## TAREFA PROPOSTA:
Responda às perguntas abaixo com base no trecho sobre oratória.
1. Que função quem narra exercia no grêmio literário do colégio?
2. Qual palavra, pronunciada sem querer, provocou hilaridade entre os colegas?
3. Que falta quem narra atribuiu a si mesmo, mais tarde, como rótulo para a sua falha?

## TRECHO FORNECIDO:

"""

Arquivo Paulo Mendes Campos / Acervo IMS

Arquivo Paulo Mendes Campos / Acervo IMS

 

Palavra e silêncio

Paulo Mendes Campos

Se disser que não gosto de oratória, só poderá parecer ressentimento, pois minha carreira de orador oficial do grêmio literário do colégio não durou nada. As raras tentativas que fiz de improvisar arengas não chegaram a desasnar-me. Entre aquilo que eu pensava e as palavras que se articulavam em minha boca não se estabelecia a menor corrente lógica. Um belo dia, finalmente, ao pronunciar, sem querer, a palavra polimorfo (grande demais para o meu tamanho) causei tanta hilaridade entre os colegas que resolvi encerrar esse meu breve e frustro expediente oratório. Mais tarde, disse a mim mesmo que me faltava por completo o estímulo prolatório – e fiquei consolado ao achar esse rótulo bonito para a minha falha.

"""

## INFORMAÇÕES FORNECIDAS:
"""

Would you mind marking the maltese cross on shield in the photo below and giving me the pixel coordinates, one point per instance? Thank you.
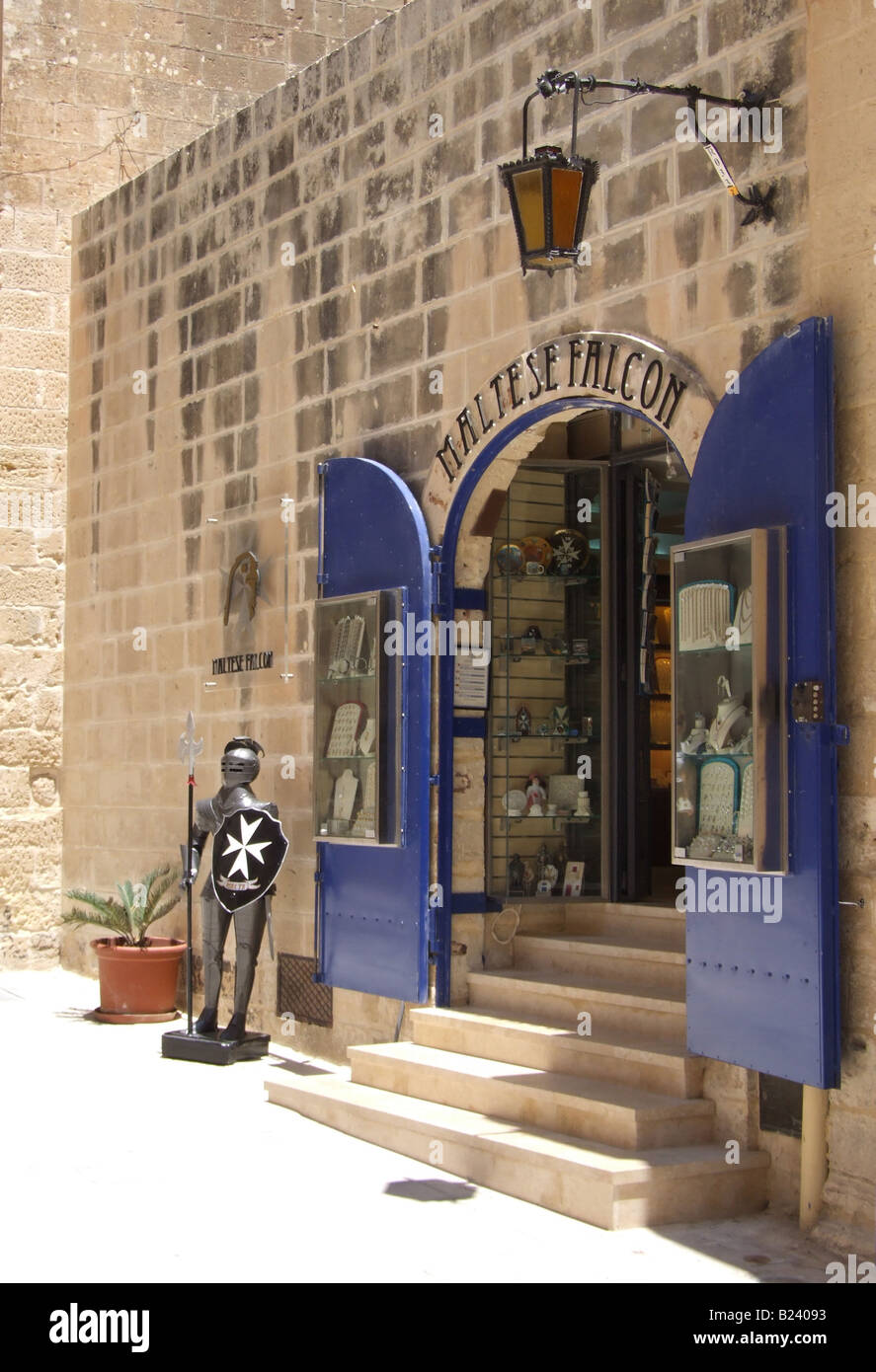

"""

## SOLUÇÃO DO EXERCÍCIO:
1. A de orador oficial.
2. A palavra "polimorfo".
3. A falta do "estímulo prolatório".